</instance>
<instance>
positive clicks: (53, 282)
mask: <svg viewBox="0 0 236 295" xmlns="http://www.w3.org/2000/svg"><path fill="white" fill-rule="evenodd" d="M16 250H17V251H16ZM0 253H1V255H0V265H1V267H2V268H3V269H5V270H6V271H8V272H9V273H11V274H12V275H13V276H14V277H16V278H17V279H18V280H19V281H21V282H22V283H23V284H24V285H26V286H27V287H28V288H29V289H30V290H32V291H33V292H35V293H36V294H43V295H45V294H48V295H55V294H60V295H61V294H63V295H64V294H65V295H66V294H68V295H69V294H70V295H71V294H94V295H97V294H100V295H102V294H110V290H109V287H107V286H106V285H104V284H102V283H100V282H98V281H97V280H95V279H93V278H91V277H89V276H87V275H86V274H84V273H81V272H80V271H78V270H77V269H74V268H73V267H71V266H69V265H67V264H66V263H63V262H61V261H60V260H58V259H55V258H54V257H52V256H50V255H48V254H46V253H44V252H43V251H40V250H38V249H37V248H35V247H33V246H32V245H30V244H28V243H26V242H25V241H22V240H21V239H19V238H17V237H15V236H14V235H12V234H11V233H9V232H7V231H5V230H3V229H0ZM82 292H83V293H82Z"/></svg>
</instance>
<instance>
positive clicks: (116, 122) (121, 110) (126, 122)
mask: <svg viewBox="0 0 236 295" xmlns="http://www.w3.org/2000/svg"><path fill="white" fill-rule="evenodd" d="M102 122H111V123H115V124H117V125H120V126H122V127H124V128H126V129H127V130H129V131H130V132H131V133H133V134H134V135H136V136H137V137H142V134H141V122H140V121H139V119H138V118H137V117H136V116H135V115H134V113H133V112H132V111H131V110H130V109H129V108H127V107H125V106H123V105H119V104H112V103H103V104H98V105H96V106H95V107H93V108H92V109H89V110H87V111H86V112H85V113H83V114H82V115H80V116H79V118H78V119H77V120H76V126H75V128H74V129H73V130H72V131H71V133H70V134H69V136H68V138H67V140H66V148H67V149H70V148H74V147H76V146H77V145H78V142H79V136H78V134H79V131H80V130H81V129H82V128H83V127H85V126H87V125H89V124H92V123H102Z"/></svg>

★ ★ ★

» **PROBLEM REQUIREMENTS**:
Return the entries above, every line intact.

» **RESPONSE TO THIS EXERCISE**:
</instance>
<instance>
positive clicks: (53, 282)
mask: <svg viewBox="0 0 236 295" xmlns="http://www.w3.org/2000/svg"><path fill="white" fill-rule="evenodd" d="M16 250H17V251H16ZM0 253H1V255H0V265H1V267H2V268H3V269H5V270H6V271H8V272H9V273H11V274H12V275H13V276H14V277H16V278H17V279H18V280H19V281H21V282H22V283H23V284H24V285H26V286H27V287H28V288H29V289H30V290H32V291H33V292H35V293H36V294H43V295H45V294H48V295H55V294H60V295H61V294H63V295H64V294H65V295H66V294H68V295H69V294H70V295H71V294H94V295H97V294H100V295H102V294H110V290H109V287H107V286H106V285H104V284H102V283H100V282H98V281H97V280H95V279H93V278H91V277H89V276H87V275H86V274H84V273H81V272H80V271H78V270H77V269H74V268H73V267H71V266H69V265H67V264H66V263H63V262H61V261H60V260H58V259H55V258H54V257H52V256H50V255H48V254H46V253H44V252H43V251H40V250H38V249H37V248H35V247H33V246H32V245H30V244H28V243H26V242H25V241H22V240H21V239H19V238H17V237H15V236H14V235H12V234H11V233H9V232H7V231H5V230H3V229H0ZM82 292H83V293H82Z"/></svg>
</instance>
<instance>
positive clicks: (116, 122) (121, 110) (126, 122)
mask: <svg viewBox="0 0 236 295" xmlns="http://www.w3.org/2000/svg"><path fill="white" fill-rule="evenodd" d="M102 122H111V123H115V124H117V125H120V126H122V127H124V128H126V129H127V130H129V131H130V132H131V133H133V134H134V135H136V136H137V137H142V134H141V122H140V121H139V119H138V118H137V117H136V116H135V115H134V113H133V112H132V111H131V110H130V109H129V108H127V107H125V106H123V105H119V104H112V103H103V104H98V105H96V106H95V107H93V108H92V109H89V110H87V111H86V112H85V113H83V114H82V115H80V116H79V118H78V119H77V120H76V126H75V128H74V129H73V130H72V131H71V133H70V134H69V136H68V138H67V140H66V148H67V149H70V148H74V147H76V146H77V145H78V142H79V136H78V134H79V131H80V130H81V129H82V128H83V127H85V126H87V125H89V124H92V123H102Z"/></svg>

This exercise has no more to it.